▶ [TASK ITEM] Take the records below and copy them exactly.

[RECORDS SUPPLIED — start]

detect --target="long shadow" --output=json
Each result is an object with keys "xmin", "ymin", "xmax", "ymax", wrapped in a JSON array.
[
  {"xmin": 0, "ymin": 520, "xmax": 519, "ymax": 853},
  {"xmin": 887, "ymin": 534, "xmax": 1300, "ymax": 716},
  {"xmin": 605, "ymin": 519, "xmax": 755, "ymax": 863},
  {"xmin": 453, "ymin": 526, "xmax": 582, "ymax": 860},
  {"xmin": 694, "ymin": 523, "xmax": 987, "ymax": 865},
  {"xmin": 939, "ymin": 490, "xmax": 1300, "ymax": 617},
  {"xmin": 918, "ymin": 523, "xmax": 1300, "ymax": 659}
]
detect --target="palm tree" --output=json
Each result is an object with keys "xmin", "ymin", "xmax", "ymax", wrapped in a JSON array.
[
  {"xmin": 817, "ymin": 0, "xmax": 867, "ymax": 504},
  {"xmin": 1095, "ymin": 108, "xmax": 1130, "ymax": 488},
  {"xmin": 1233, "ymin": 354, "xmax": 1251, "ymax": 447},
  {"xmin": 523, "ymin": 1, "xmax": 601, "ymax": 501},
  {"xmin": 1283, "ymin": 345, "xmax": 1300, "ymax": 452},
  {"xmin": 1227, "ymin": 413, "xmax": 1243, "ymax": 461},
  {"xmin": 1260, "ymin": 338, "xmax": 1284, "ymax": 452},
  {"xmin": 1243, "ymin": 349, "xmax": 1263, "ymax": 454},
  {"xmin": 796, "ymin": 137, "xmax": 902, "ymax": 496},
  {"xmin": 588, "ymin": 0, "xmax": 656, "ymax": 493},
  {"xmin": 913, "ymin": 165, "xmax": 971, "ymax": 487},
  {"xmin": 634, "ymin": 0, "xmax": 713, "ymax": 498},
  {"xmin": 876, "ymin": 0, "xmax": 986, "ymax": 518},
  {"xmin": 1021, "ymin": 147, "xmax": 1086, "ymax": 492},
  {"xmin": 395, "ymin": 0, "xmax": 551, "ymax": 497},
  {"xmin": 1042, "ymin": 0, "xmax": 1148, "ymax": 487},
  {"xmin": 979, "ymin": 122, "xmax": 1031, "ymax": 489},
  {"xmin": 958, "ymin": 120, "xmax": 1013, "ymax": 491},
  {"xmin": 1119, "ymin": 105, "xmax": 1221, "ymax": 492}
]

[RECORDS SUPPLIED — finish]

▶ [ANSWER FOR THIS EXERCISE]
detect --target="long shadow" --output=json
Each result is an object with keys "xmin", "ymin", "xmax", "ymax", wrapped in a JSON array.
[
  {"xmin": 0, "ymin": 520, "xmax": 519, "ymax": 853},
  {"xmin": 887, "ymin": 534, "xmax": 1300, "ymax": 716},
  {"xmin": 605, "ymin": 519, "xmax": 755, "ymax": 863},
  {"xmin": 453, "ymin": 526, "xmax": 582, "ymax": 860},
  {"xmin": 694, "ymin": 523, "xmax": 987, "ymax": 865},
  {"xmin": 939, "ymin": 490, "xmax": 1300, "ymax": 617},
  {"xmin": 918, "ymin": 523, "xmax": 1300, "ymax": 659}
]
detect --target="palm tree" --output=json
Each result is an object with keys "xmin", "ymin", "xmax", "ymax", wrapped in a JSON array.
[
  {"xmin": 817, "ymin": 0, "xmax": 867, "ymax": 504},
  {"xmin": 1095, "ymin": 108, "xmax": 1130, "ymax": 488},
  {"xmin": 1233, "ymin": 354, "xmax": 1251, "ymax": 447},
  {"xmin": 523, "ymin": 1, "xmax": 601, "ymax": 501},
  {"xmin": 1283, "ymin": 345, "xmax": 1300, "ymax": 452},
  {"xmin": 1227, "ymin": 413, "xmax": 1243, "ymax": 461},
  {"xmin": 1260, "ymin": 338, "xmax": 1284, "ymax": 452},
  {"xmin": 1243, "ymin": 349, "xmax": 1263, "ymax": 454},
  {"xmin": 796, "ymin": 137, "xmax": 902, "ymax": 496},
  {"xmin": 588, "ymin": 0, "xmax": 656, "ymax": 493},
  {"xmin": 913, "ymin": 165, "xmax": 971, "ymax": 487},
  {"xmin": 634, "ymin": 0, "xmax": 713, "ymax": 498},
  {"xmin": 876, "ymin": 0, "xmax": 986, "ymax": 518},
  {"xmin": 1021, "ymin": 147, "xmax": 1086, "ymax": 492},
  {"xmin": 395, "ymin": 0, "xmax": 551, "ymax": 497},
  {"xmin": 1042, "ymin": 0, "xmax": 1148, "ymax": 487},
  {"xmin": 979, "ymin": 122, "xmax": 1031, "ymax": 489},
  {"xmin": 958, "ymin": 120, "xmax": 1013, "ymax": 491},
  {"xmin": 1119, "ymin": 105, "xmax": 1221, "ymax": 492}
]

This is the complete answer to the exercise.